◆ **DOCUMENT TEXT**
# Ground Truth

Import necessary libraries

In [None]:
import pandas as pd
import os

#### Load in the datasets.

In [None]:
DATA_DIR = '../4_edge_dataset/'
datafiles = [i for i in os.listdir(DATA_DIR) if i.endswith('.csv')]
datafiles.sort()
datafiles

In [None]:
df_edges_list = [pd.read_csv(DATA_DIR + file) for file in datafiles] # list of dataframes for each csv
df_edges_list[0]

#### Generate Ground Truth

Define the directories of Concorde and Graphs.

In [None]:
CONCORDE_HOME = '/home/sbakir/Documents/Concorde/Concorde_build/TSP/'
GRAPH_DIR = '../2_graphgen/Graphs/'
tsp_files = [i for i in os.listdir(GRAPH_DIR) if i.endswith('.tsp')]
tsp_files.sort()

# Check these directories exist
assert os.path.isdir(CONCORDE_HOME)
assert os.path.isdir(GRAPH_DIR)

Run the Concorde.

In [None]:
skip = True

if not skip:
    for tsp in tsp_files:
        os.popen(CONCORDE_HOME + 'concorde -f ' + GRAPH_DIR + tsp).read()

Cleanup the directory.

In [None]:
files_types_to_keep = ['sol', 'ipynb', 'ipynb_checkpoints']

files_to_delete = [i for i in os.listdir() if i.split('.')[-1] not in files_types_to_keep]

for file in files_to_delete:
    os.remove(file)
    
os.listdir()

Create Dataframes for the solutions.

In [None]:
sol_files = tsp_files = [i for i in os.listdir() if i.endswith('.sol')]
sol_files.sort()

df_sols_list = [pd.read_csv(sol, delimiter=' ', skiprows=[0], names=['Node1_ID', 'Node2_ID', 'DISTANCE_KM']) for sol in sol_files]
    
df_sols_list[0].head()

◆ **DATA LINES**

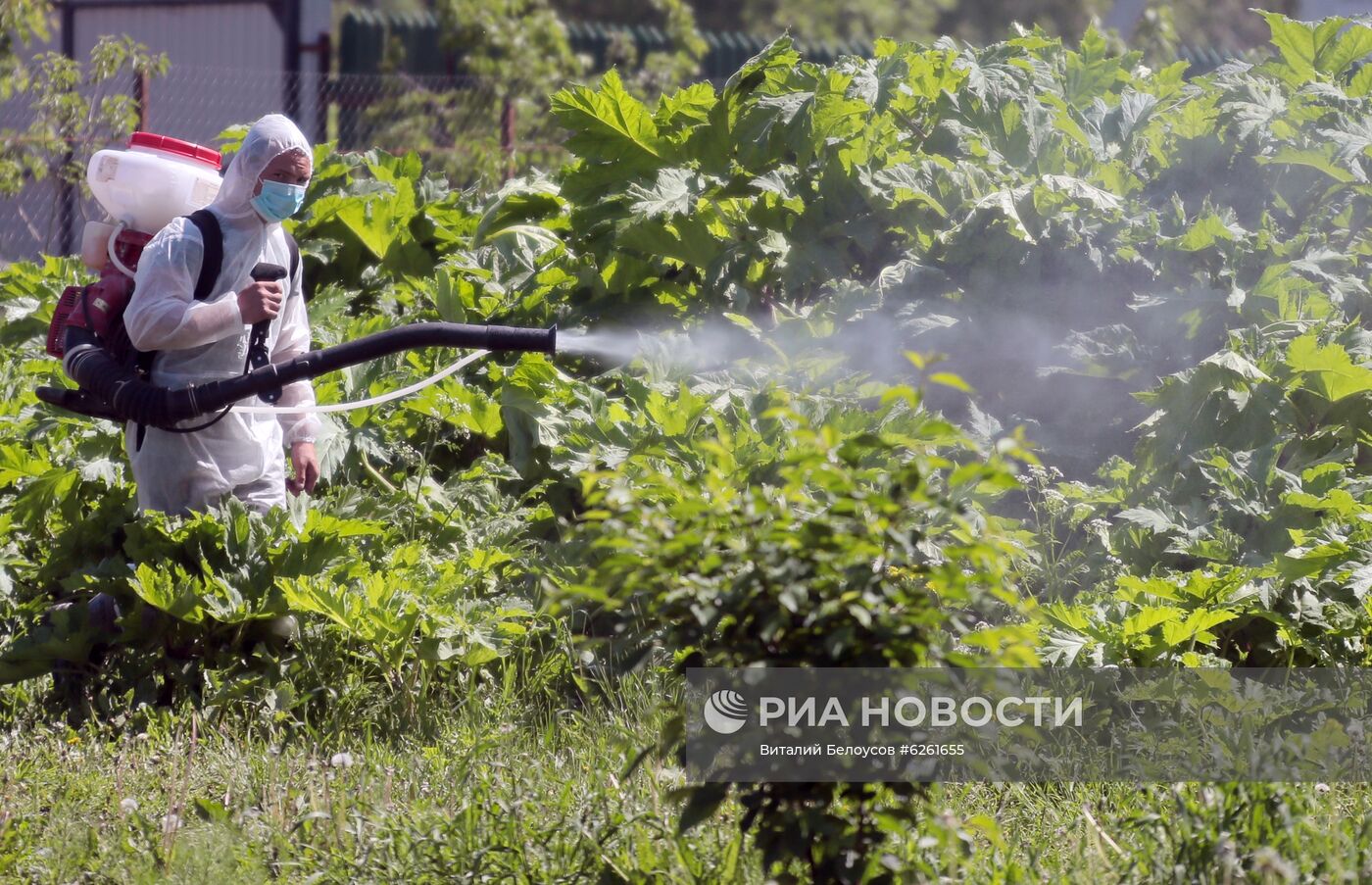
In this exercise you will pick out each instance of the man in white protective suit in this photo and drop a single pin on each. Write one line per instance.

◆ **SHORT PROBLEM**
Pick up the notebook on generating ground truth with Concorde and continue it from its final line. The data above are not needed.

◆ **RESPONSE TO THE TASK**
Put Nodes into tuples.

In [None]:
for df_sol in df_sols_list:
    df_sol['EDGE(Node1_ID, Node2_ID)'] = list(zip(df_sol['Node1_ID'], df_sol['Node2_ID']))
    df_sol.drop(['Node1_ID', 'Node2_ID'], axis=1, inplace=True)
    
df_sols_list[0].head()

Create Boolean attribute to date to see if an edge is in the solution.

In [None]:
for i in range(len(df_sols_list)):
    edges_sol = df_sols_list[i]['EDGE(Node1_ID, Node2_ID)'].tolist()
    edges_sol += df_sols_list[i]['EDGE(Node1_ID, Node2_ID)'].apply(lambda x: (x[1], x[0])).tolist()

    df_edges_list[i]['EDGE_IN_SOL'] = df_edges_list[i]['EDGE(Node1_ID, Node2_ID)'].apply(eval).isin(edges_sol)
    
df_edges_list[0].head()

Sanity Check, there should be 1000 `True` values

In [None]:
print(df_edges_list[0]['EDGE_IN_SOL'].value_counts())

#### Save the final Dataframes

In [None]:
for i in range(len(df_edges_list)):
    df_edges_list[i].to_csv('./Final_Dataset/TSP_Data{}.csv'.format(i), index=False, float_format='%.6f')